Exercise tasks ▸
A. Please extract a passage from the Pakistan election comments, beginning at the words "(After the 60" and stopping after "until 18 February.".
B. In the Pakistan election comments, what date were the elections delayed until?

Extract to read ▸
+-------+

Pardon my presumption, but am I wrong to wonder why a blog devoted to voting systems has never mentioned that Musharraf was a “wrong-winner” in the 2002 parliamentary election? Bhutto’s PPPP won 28.42% of the votes against Musharraf’s PML(QA)’s 26.63%, yet the PML(QA) won 33.82% of the general seats compared with 23.16% for the PPPP.
(After the 60 seats for women and 10 for non-Muslims were added in proportion to the general seats won by parties in 2002, the PML(QA) had 34.50% of the 342 seats and the PPPP had 23.39% of them. Still a wrong-winner.)
Seed planted by Wilfred Day — 30 December 2007 @ 03:31
The elections have been delayed until 18 February.
The cynic in me says the decisions was taken because the riots have destroyed the materials the government was going to use in order to steal the elections. Barnett Rubin seems to agree. He also notes that the situation on the ground is, according to some contacts, much worse than news reports reaching the west indicate: “The country’s infrastructure is under severe stress… There has been massive damage to the country’s rail network. Fuel is in short supply, and the shortages are likely to get worse. The stock market and the currency are both crashing. Government ministers are charging “foreign elements” (i.e. India) with organizing the riots, a useful excuse for martial law.”

+-------+

Data shown ▸
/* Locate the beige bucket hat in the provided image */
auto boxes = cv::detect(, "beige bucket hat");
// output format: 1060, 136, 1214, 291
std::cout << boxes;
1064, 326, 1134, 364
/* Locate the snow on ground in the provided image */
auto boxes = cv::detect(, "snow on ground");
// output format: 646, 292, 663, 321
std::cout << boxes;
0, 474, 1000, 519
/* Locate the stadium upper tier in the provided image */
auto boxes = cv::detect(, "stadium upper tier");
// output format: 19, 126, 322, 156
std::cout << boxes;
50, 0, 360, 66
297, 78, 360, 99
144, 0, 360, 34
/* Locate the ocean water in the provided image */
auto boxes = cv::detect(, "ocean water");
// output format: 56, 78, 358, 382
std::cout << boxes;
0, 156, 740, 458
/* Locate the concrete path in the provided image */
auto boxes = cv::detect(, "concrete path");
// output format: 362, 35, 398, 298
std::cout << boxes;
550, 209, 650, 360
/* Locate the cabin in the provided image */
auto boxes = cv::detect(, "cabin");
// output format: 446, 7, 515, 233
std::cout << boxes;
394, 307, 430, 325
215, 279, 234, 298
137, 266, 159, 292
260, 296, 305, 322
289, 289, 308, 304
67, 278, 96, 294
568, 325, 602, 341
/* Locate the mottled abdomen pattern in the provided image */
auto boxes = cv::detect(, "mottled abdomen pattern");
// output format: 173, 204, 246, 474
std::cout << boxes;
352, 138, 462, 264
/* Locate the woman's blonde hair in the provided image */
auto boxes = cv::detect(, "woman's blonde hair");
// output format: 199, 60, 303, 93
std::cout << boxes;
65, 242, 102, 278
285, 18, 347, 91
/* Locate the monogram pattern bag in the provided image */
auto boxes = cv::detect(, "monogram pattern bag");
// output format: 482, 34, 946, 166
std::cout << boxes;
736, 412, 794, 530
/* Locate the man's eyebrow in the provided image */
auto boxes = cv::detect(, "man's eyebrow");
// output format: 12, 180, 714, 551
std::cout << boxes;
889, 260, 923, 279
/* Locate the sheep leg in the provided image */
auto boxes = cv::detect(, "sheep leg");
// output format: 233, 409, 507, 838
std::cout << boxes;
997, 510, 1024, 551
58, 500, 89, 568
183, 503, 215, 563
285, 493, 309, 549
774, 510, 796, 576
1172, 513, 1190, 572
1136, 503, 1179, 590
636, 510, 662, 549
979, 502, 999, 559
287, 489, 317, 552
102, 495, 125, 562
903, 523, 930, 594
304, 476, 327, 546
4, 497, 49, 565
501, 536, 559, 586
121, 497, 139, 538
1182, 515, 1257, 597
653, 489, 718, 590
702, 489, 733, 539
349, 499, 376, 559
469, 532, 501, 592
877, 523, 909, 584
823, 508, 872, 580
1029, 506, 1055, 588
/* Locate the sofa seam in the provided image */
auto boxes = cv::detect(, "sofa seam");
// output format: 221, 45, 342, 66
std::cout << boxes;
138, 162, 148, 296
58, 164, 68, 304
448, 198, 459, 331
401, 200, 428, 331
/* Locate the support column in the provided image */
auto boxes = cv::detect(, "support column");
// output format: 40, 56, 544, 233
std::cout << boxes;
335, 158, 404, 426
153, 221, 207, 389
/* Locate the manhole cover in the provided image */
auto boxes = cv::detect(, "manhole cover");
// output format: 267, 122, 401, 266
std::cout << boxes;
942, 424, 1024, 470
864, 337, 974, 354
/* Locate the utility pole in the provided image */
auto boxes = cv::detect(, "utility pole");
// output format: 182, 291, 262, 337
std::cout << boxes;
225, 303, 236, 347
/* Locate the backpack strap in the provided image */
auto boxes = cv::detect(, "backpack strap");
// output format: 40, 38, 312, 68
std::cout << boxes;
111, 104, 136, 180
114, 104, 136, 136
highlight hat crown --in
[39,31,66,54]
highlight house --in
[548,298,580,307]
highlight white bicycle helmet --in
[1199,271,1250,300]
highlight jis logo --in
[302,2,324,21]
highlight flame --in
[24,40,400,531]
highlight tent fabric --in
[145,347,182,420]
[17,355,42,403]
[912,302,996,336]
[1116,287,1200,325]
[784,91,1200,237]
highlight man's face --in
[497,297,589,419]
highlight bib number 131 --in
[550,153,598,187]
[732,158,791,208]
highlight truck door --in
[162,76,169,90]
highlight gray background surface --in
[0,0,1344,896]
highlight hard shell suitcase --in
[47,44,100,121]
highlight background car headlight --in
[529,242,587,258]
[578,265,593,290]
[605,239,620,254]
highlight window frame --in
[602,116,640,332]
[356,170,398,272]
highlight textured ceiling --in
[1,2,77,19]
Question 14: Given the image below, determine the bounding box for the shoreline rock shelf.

+-------+

The responses ▸
A.
(After the 60 seats for women and 10 for non-Muslims were added in proportion to the general seats won by parties in 2002, the PML(QA) had 34.50% of the 342 seats and the PPPP had 23.39% of them. Still a wrong-winner.)
Seed planted by Wilfred Day — 30 December 2007 @ 03:31
The elections have been delayed until 18 February.

B. 18 February.